◆ **Information provided**:
Segment Open

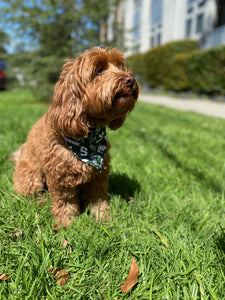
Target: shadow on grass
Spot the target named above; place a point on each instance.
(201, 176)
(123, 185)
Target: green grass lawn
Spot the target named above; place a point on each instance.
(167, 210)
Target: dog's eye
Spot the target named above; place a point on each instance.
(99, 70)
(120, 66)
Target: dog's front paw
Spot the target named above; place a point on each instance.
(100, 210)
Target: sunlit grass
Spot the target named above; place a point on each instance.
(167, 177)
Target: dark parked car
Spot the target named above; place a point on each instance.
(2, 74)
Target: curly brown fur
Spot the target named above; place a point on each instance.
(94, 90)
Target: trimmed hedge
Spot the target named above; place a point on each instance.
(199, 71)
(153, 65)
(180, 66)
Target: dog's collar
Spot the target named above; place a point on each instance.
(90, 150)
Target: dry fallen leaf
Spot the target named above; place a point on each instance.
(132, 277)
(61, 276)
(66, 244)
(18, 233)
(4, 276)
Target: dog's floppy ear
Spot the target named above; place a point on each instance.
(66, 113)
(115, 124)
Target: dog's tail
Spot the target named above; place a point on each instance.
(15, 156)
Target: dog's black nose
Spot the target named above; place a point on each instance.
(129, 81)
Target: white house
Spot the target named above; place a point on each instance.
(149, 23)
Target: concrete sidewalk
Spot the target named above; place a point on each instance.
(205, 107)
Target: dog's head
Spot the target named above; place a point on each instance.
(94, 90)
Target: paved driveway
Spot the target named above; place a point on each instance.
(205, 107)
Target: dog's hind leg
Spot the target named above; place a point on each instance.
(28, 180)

Segment Closed
Segment Open

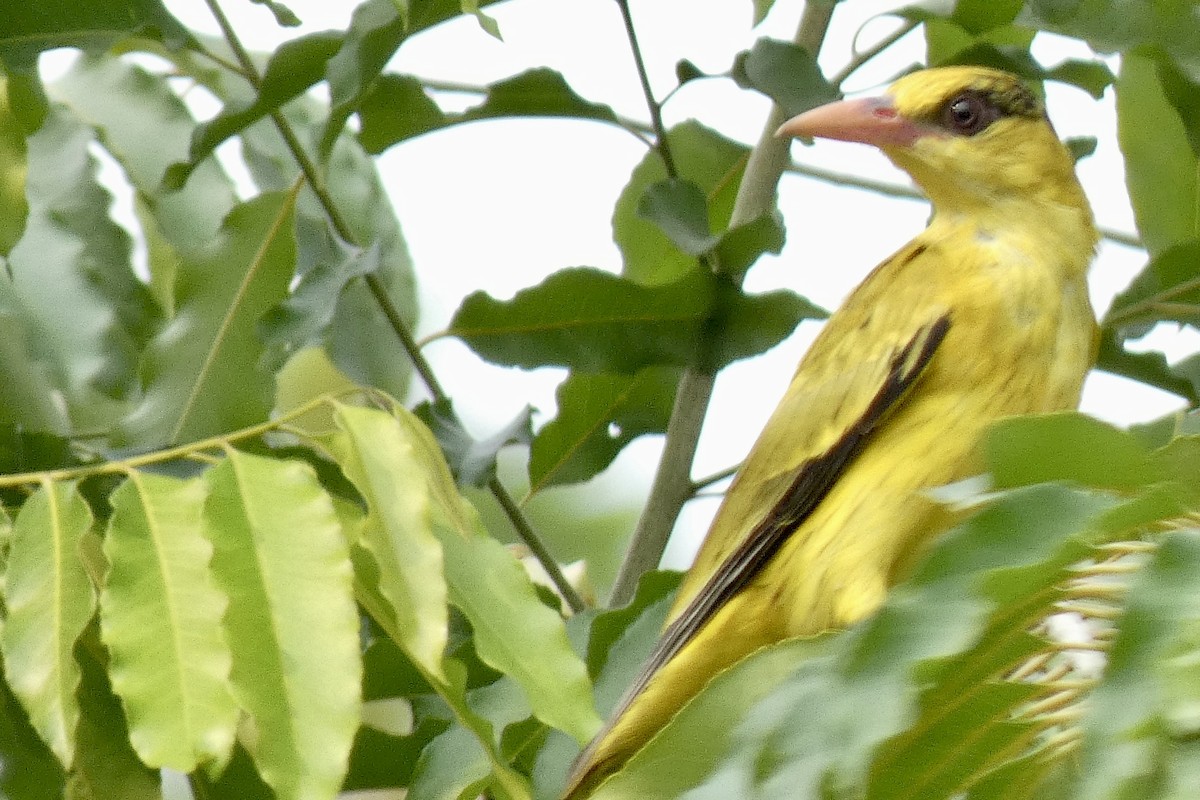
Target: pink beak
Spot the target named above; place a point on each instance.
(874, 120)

Segment Closed

◆ **Work instruction**: Would you please copy exactly the part of the entries above that begins at the line containing "Target: dog's front paw" and ends at the line containing "Target: dog's collar", both lines included?

◆ **Output of the task**:
Target: dog's front paw
Spot the target named above; place a point on each instance.
(100, 210)
Target: sunlit grass
Spot the target named above; place a point on each instance.
(167, 177)
Target: dark parked car
Spot the target named above; place a point on each instance.
(2, 74)
Target: curly brown fur
Spot the target named above; place a point on each instance.
(94, 90)
Target: trimmed hedge
Spot the target named above; place a point on each instance.
(199, 71)
(153, 65)
(180, 66)
Target: dog's collar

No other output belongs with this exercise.